[Source information]
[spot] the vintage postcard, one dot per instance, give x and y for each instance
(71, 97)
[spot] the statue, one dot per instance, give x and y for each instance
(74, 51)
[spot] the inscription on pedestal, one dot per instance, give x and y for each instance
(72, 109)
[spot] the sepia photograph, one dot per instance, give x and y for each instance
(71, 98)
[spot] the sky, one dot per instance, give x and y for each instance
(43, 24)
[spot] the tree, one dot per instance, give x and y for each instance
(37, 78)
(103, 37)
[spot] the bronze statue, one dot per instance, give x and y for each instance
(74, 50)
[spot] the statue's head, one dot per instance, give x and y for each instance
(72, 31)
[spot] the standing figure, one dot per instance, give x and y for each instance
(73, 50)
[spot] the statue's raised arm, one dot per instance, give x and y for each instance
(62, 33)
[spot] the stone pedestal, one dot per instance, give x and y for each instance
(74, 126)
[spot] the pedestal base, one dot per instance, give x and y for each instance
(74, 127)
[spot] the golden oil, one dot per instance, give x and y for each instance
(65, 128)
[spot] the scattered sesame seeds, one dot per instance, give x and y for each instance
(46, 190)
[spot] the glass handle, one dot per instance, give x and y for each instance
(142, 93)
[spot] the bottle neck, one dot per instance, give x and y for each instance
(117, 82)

[What the task asks] Print exactly the lines from the one with "[spot] the bottle" through the end of the data, inclusive.

[The answer]
[spot] the bottle neck, one dot per instance, give x and y for each instance
(117, 82)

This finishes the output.